指示文:
深夜のお菓子作りを綴った文章について、最後の文に続く部分を書いてください。

提供文章:
--
12/05/2012

どこかで聞いたようなデ・ジャヴュ

お菓子を作るときはいつも深夜だった。

大学の頃は寮に住んでいたからご飯時に共同キッチンを占領するなんてことはできず、休日の人のいない午後か、深夜によくケーキやクッキーを焼いていた。
どこかで部屋の扉が閉まる音や、遅く帰ってきた人たちがゆっくり階段を上るスリッパの音に、何か企みごとをしているような、甘い罪悪感のあるどきどきを抱えて、一人深夜、卵を泡立て、粉を計り、砂糖を舐めていた。
オーブンのタイマーがゆっくりと時を計る電熱の微かなジーっという音。
そうして皆が寝静まった暗い廊下に、窓辺からしみこんだ冬の冷気みたいに広がってゆく甘い焼きたての香りが私はとても好きだった。

一人暮らしをするようになった今も、お菓子を作るのは深夜だ。
今ではもう2時や3時に作ることはないけれど、やっぱり夜11時くらいから作り始めていることが多い。
多分、あの深夜の孤独感が、お菓子を作るのにちょうどいいのだと思う。
プレゼントを隠しているような悪戯心のようなどきどきとか、独り占めしている甘い香りだとか、そういったものの素敵さが好きなのだ。

できあがった焼き立てのお菓子を少し味見していると、だいたい作る前に思い悩んでいた灰色はふわーっと薄れていく。
何かに迷ったり、とくに可能性としての不安に悩んでいるときはお菓子を作るに限る。
バターを切ったり、砂糖を計ったりして、ボールの中でかしゃかしゃと泡立てているとき、どうすればよいかわからないような不安や情けなさみたいなものが、ぽろぽろ表れてくる。なんだか泣き出したいような気持ちで白くもったりするまで混ぜる、というレシピの言葉を思い出しては、かしゃかしゃ泡だて器を回す。
--
提供データ:
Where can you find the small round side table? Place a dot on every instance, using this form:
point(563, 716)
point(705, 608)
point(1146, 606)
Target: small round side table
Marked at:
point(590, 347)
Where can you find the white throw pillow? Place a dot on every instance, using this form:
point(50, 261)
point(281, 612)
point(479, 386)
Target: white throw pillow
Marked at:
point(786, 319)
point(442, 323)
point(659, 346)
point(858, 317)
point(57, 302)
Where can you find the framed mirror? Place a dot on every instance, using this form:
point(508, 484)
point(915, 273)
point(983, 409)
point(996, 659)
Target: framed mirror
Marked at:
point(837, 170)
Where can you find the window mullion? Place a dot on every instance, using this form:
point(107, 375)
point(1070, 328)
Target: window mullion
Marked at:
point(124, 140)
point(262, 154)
--
実行結果:
だれかに言ってしまったらなんでもないことになって終わるのかな、なんてぼんやり思いながら、身体はきちんとお菓子作りをしている。粉をふるったり、ゴムべらでサックリ混ぜたりしているうちに、多分このままこうやってぼんやり悩んでいることは杞憂で結局のところなるようにしかならんのだろうな、と思う。
温まったオーブンをあけて、ケーキ型を入れて、タイマーをもう一度回す。
そこからゆっくりと、穏やかなカウントダウンだ。
焦げ過ぎないように、とそわそわしながら、少しその場を離れて読みかけた本などをとりに行く。
カウントダウンも半分もすぎれば、甘い香りが漂い始める。
この頃にはさっきまでの灰色の気持ちはすっと霞み始める。

深夜には大きすぎるチン、という音が鳴ると、お菓子の完成だ。
一人で食べるには少し多すぎる量の、パウンドケーキやチョコケーキ、タルトやパイが焼きあがる。

焼きたてのチョコケーキはこんなに甘い、なんて知らないだろうな。
少し熱いカスタードがチェリータルトによく合うことや、パウンドケーキの温かいバターが優しく舌にしみこむことを。

誰も知らなければ良い。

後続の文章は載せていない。